**Given problem:** Find the line containing "woman's ear, listing". Quote it and every line after it, exactly, through the end; skip pictures.

**Dataset rows:**
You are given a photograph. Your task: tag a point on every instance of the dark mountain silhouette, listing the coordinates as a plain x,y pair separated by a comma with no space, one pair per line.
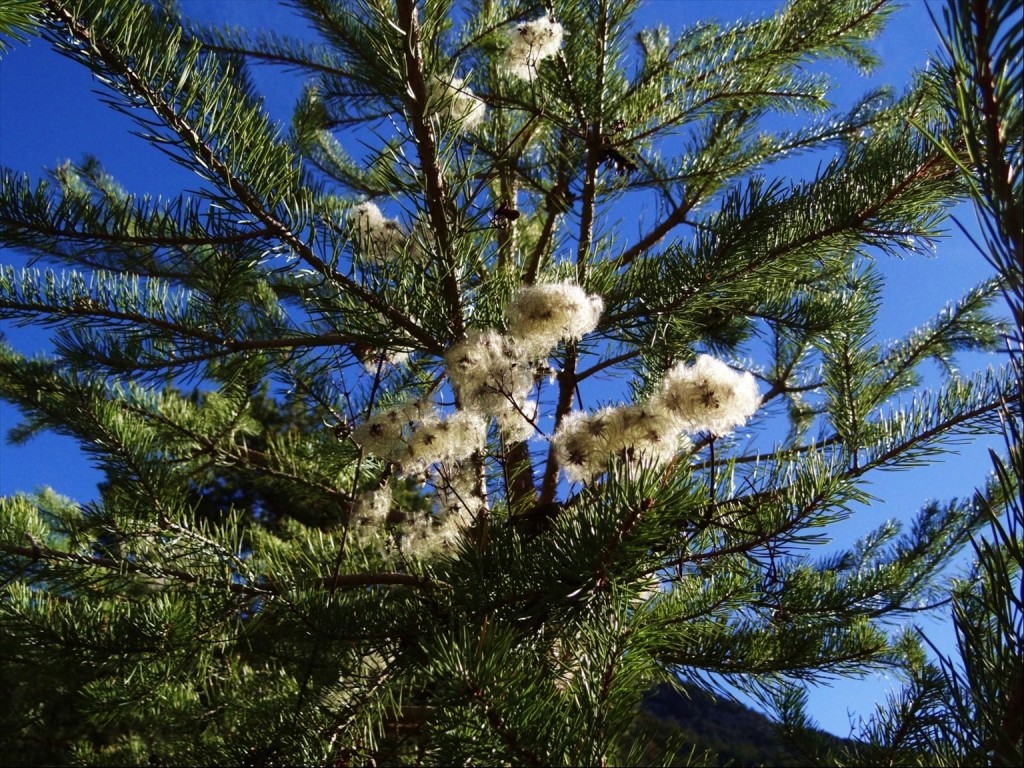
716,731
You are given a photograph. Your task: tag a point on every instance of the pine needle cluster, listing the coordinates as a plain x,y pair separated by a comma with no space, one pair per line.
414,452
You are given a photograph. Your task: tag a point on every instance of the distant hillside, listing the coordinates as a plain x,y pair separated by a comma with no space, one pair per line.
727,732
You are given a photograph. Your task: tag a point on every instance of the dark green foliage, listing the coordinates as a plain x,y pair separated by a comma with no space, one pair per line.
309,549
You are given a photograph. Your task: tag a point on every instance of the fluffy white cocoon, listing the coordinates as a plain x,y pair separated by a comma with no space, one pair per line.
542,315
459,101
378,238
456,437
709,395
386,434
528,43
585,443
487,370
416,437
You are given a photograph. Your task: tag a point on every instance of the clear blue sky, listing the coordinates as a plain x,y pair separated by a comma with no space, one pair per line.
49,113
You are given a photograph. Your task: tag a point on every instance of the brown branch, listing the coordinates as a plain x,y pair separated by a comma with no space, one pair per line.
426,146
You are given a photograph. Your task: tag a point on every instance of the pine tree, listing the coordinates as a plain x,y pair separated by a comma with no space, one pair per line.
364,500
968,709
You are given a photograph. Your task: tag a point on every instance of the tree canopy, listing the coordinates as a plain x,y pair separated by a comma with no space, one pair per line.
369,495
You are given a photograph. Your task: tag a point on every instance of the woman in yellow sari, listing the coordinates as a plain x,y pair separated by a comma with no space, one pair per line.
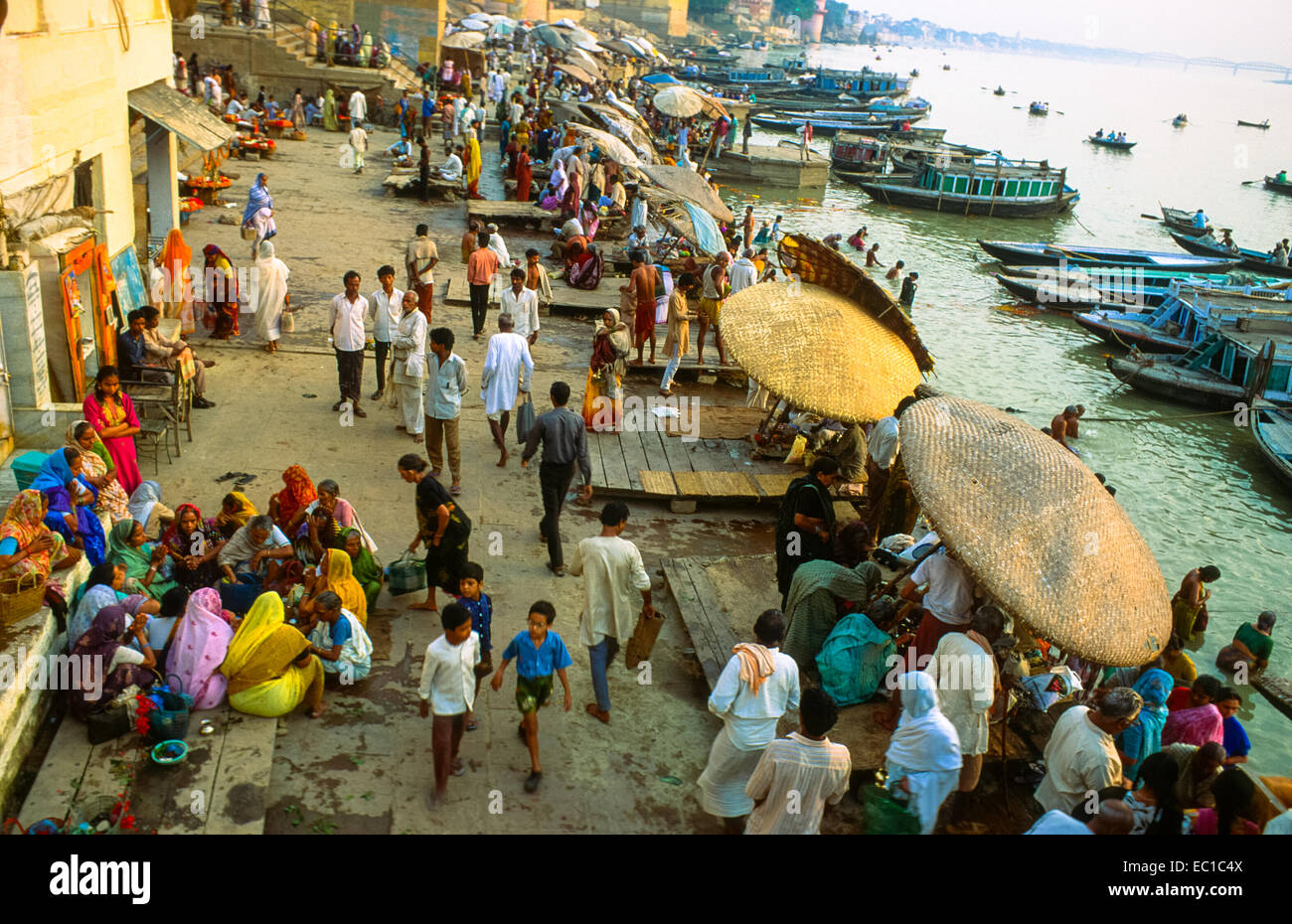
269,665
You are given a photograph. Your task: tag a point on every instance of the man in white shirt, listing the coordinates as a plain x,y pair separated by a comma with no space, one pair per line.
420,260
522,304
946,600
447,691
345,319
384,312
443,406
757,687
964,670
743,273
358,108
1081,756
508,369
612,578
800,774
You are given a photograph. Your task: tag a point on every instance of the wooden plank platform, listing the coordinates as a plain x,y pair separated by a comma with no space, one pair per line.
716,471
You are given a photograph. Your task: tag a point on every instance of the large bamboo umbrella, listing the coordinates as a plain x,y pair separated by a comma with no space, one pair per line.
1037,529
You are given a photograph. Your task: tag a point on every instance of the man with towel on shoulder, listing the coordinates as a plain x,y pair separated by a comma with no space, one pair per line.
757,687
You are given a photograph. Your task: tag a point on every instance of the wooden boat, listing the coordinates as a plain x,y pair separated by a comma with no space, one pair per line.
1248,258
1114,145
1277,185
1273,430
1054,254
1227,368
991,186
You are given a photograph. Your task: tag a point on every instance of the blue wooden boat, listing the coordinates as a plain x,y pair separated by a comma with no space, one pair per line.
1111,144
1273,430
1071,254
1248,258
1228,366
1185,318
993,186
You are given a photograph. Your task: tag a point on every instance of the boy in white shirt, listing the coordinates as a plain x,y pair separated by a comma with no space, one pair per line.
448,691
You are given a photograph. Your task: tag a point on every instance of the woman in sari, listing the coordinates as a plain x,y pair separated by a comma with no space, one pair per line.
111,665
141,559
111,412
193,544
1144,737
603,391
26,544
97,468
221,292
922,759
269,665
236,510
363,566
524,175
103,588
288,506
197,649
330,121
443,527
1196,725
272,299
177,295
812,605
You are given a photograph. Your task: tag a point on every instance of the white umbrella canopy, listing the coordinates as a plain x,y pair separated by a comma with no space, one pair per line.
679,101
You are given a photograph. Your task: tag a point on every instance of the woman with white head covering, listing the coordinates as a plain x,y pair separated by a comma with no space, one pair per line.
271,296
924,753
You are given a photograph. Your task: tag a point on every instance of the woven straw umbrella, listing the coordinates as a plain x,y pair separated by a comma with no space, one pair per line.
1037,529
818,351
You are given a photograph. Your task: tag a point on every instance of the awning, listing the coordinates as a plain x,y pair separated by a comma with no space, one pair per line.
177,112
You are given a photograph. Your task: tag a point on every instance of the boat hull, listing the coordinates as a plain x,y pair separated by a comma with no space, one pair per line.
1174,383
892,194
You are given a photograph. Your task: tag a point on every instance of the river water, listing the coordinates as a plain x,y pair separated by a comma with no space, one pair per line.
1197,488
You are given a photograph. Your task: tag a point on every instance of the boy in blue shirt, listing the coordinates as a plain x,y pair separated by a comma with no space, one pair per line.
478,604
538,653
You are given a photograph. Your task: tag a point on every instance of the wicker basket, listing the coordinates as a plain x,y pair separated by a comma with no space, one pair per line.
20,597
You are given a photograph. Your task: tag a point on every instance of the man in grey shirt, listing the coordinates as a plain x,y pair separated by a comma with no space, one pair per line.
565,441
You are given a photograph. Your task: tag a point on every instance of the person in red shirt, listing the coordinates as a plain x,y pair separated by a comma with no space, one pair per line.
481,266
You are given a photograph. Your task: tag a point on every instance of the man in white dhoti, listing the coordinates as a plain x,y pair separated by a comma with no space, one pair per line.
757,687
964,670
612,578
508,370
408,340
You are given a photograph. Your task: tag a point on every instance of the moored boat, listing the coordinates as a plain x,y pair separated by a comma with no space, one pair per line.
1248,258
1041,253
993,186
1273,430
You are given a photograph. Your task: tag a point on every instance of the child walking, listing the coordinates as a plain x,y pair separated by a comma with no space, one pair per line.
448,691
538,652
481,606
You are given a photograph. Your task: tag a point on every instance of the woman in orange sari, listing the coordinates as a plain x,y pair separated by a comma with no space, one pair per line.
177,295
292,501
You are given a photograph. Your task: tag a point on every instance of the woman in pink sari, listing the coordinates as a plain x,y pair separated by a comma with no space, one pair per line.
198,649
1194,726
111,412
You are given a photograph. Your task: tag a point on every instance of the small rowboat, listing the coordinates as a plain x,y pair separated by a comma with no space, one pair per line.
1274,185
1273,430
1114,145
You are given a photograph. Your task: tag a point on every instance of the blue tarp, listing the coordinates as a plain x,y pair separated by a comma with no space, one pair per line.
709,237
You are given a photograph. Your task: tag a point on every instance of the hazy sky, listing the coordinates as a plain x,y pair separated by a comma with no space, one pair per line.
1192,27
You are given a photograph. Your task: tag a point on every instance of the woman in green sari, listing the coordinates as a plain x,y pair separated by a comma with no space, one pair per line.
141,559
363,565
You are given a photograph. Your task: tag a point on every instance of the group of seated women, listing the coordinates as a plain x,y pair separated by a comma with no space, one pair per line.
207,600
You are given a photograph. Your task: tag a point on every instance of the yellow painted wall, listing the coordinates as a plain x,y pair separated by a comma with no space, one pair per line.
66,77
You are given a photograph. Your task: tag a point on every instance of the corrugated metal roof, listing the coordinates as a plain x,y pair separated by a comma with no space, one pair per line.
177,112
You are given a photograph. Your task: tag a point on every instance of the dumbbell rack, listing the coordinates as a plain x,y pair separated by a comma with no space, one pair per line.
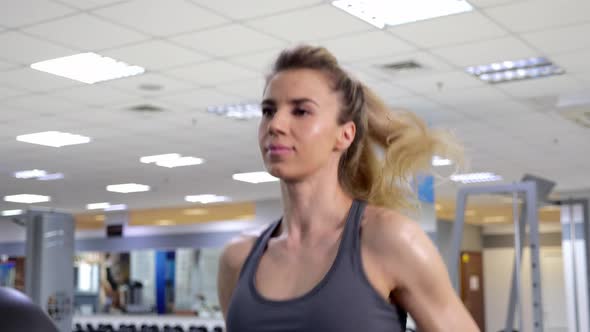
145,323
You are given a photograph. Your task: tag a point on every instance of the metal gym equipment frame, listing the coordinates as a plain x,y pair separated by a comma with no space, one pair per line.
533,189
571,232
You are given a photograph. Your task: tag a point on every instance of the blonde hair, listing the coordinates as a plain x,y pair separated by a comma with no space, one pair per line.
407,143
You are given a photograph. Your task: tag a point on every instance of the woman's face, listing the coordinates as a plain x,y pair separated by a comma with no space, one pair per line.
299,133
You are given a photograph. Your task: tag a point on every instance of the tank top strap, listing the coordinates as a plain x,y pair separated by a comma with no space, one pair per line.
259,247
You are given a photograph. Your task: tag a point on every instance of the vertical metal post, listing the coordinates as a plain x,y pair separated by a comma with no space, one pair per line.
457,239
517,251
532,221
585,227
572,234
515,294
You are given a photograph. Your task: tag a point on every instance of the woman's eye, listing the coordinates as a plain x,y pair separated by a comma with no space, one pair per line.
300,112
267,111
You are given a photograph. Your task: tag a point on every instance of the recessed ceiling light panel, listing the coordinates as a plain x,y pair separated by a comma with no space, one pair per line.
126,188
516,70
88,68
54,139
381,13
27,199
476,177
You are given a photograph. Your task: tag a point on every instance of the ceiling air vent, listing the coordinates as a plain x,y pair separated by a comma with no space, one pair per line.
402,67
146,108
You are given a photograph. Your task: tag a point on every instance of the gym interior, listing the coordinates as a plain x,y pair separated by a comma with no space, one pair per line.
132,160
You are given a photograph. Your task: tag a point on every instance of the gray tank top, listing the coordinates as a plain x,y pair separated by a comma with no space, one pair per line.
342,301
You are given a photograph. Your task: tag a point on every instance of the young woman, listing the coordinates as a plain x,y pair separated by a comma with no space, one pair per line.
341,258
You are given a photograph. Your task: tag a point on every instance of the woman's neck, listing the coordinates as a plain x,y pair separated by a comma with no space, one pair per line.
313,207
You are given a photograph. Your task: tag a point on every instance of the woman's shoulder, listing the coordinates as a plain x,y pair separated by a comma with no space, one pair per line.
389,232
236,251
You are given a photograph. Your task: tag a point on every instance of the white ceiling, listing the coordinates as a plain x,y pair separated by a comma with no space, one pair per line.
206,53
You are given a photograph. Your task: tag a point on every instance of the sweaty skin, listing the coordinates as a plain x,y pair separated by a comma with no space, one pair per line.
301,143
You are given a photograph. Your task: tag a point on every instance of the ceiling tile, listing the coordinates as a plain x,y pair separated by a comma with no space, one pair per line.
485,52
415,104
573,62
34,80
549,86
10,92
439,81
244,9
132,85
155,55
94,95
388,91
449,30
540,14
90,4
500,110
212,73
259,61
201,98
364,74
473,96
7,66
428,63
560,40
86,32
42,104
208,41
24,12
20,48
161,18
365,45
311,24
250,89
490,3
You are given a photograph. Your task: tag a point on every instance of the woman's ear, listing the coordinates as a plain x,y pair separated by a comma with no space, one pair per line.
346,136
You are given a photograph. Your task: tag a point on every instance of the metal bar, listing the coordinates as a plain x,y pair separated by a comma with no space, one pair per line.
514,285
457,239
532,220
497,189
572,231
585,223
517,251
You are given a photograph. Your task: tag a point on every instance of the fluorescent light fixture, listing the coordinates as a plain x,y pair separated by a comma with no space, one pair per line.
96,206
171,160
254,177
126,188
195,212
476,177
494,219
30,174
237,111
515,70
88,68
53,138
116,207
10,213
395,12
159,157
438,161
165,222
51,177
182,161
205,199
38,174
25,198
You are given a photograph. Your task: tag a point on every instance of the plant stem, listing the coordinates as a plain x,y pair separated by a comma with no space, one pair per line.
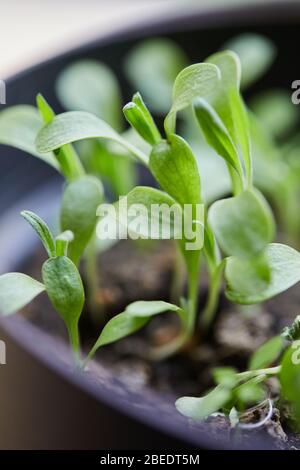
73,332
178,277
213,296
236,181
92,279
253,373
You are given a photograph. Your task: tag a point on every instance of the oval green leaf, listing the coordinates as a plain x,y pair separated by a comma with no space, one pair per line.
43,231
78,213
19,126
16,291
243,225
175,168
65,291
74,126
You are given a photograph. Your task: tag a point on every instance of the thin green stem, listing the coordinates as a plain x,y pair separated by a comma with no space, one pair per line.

**The response:**
You are given a photograph. Your task: tag a point on every instance of the woman's ear, listing the coordinates as a plain x,y pair separated by a comma with no space, one pair per line.
346,136
You are given a photograph. Your task: tag a point on every instance of the metal bar, listing the coordinates as a plain x,y pair separated by a comma with no space, one pair per line.
514,285
457,239
532,220
497,189
572,231
585,223
517,251
You are given a photograph. Your task: tag a point on every instance of the fluorescent light fixture, listing the coordinates as a plain x,y pair separated by a comma with no space, one pair per line.
96,206
171,160
254,177
126,188
195,212
476,177
494,219
30,174
237,111
515,70
88,68
53,138
116,207
10,213
395,12
159,157
438,161
165,222
51,177
182,161
205,199
38,174
25,198
You are given a photograph. Your task: tag a point on every instance of the plant stem, listing the coordinates as a plain x,y pair separated by a comma with no space, one pair per line.
73,332
178,277
213,296
236,181
92,279
253,373
You are given a photograph. Your task: tag a point on every instance of the oval green leaf, listing the coordinates as a plain x,y pair separated by a comma with no space, one pair per line.
43,231
78,213
19,126
16,291
243,225
175,168
65,291
74,126
You are given a photograph. Your task: tag a point on every instance of the thin green stem, listing the coordinates as a plain x,y pair separated by a comma with no space, one pair per line.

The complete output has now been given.